Output every line of the entries below as a JSON array of strings, one string per line, and omit any blank lines.

[Coordinate annotation entries]
↓
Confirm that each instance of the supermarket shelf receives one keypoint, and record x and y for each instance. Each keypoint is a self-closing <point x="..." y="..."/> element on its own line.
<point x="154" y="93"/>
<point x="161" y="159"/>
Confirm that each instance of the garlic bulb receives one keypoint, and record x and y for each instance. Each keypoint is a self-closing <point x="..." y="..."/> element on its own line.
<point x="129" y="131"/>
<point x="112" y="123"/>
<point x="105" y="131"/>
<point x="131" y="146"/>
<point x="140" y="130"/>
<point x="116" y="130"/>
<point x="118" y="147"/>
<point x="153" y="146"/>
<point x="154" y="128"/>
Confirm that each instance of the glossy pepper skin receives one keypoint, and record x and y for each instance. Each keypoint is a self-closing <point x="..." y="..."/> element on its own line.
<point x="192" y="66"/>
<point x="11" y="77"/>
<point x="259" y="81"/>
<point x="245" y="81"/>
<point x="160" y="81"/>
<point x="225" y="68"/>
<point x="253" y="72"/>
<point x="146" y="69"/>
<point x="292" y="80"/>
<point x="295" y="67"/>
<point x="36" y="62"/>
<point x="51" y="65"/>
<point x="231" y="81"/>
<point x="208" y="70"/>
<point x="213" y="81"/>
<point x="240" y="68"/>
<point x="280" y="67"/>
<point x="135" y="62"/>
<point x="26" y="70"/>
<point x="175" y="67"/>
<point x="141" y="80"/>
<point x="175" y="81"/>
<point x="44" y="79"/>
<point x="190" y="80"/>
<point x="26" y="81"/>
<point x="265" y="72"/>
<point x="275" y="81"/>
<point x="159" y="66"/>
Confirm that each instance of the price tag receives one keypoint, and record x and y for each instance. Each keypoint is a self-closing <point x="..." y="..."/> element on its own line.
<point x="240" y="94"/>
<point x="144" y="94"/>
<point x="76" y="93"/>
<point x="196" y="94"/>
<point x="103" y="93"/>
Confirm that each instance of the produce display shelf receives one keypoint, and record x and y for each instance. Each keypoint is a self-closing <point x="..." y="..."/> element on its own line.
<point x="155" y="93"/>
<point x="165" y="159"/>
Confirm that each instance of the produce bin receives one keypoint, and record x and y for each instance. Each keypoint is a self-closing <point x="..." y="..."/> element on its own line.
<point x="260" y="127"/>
↑
→ FINAL RESULT
[
  "Confirm that each instance of the supermarket shelf receives one keypoint, and record x and y for each instance. Each keypoint is a self-closing <point x=\"...\" y=\"...\"/> element on its own line.",
  "<point x=\"154\" y=\"93\"/>",
  "<point x=\"161\" y=\"159\"/>",
  "Confirm that each instance of the garlic bulb receives one keypoint, and record x and y for each instance. Each keypoint is a self-closing <point x=\"...\" y=\"...\"/> element on its own line.",
  "<point x=\"129\" y=\"131\"/>",
  "<point x=\"112\" y=\"123\"/>",
  "<point x=\"105\" y=\"131\"/>",
  "<point x=\"131\" y=\"146\"/>",
  "<point x=\"140\" y=\"130\"/>",
  "<point x=\"116\" y=\"130\"/>",
  "<point x=\"118\" y=\"147\"/>",
  "<point x=\"153\" y=\"146\"/>",
  "<point x=\"154\" y=\"128\"/>",
  "Confirm that each instance of the glossy pepper skin receives one keypoint, and record x and y for each instance. Each keypoint is a self-closing <point x=\"...\" y=\"...\"/> element on its own line.",
  "<point x=\"192\" y=\"66\"/>",
  "<point x=\"11\" y=\"77\"/>",
  "<point x=\"259\" y=\"81\"/>",
  "<point x=\"245\" y=\"81\"/>",
  "<point x=\"160\" y=\"81\"/>",
  "<point x=\"225\" y=\"68\"/>",
  "<point x=\"253\" y=\"72\"/>",
  "<point x=\"146\" y=\"69\"/>",
  "<point x=\"292\" y=\"80\"/>",
  "<point x=\"295\" y=\"67\"/>",
  "<point x=\"36\" y=\"62\"/>",
  "<point x=\"51\" y=\"65\"/>",
  "<point x=\"231\" y=\"81\"/>",
  "<point x=\"208\" y=\"70\"/>",
  "<point x=\"213\" y=\"81\"/>",
  "<point x=\"240\" y=\"68\"/>",
  "<point x=\"280\" y=\"67\"/>",
  "<point x=\"135\" y=\"62\"/>",
  "<point x=\"26\" y=\"70\"/>",
  "<point x=\"175\" y=\"67\"/>",
  "<point x=\"141\" y=\"80\"/>",
  "<point x=\"175\" y=\"81\"/>",
  "<point x=\"44\" y=\"79\"/>",
  "<point x=\"190\" y=\"80\"/>",
  "<point x=\"26\" y=\"81\"/>",
  "<point x=\"265\" y=\"72\"/>",
  "<point x=\"275\" y=\"81\"/>",
  "<point x=\"159\" y=\"66\"/>",
  "Confirm that each instance of the price tag receives one keypoint, and record x and y for each instance. Each keypoint is a self-closing <point x=\"...\" y=\"...\"/> element on its own line.",
  "<point x=\"240\" y=\"94\"/>",
  "<point x=\"144\" y=\"94\"/>",
  "<point x=\"76\" y=\"93\"/>",
  "<point x=\"196\" y=\"94\"/>",
  "<point x=\"103\" y=\"93\"/>",
  "Confirm that each instance of the produce display shelf receives one keypoint, and record x and y for each instance. Each keypoint is a self-closing <point x=\"...\" y=\"...\"/> element on its own line.",
  "<point x=\"155\" y=\"93\"/>",
  "<point x=\"165\" y=\"159\"/>",
  "Confirm that each instance of the produce bin receives one keypoint, and record x and y for each instance. Each keypoint is a self-closing <point x=\"...\" y=\"...\"/> element on its own line.",
  "<point x=\"260\" y=\"127\"/>"
]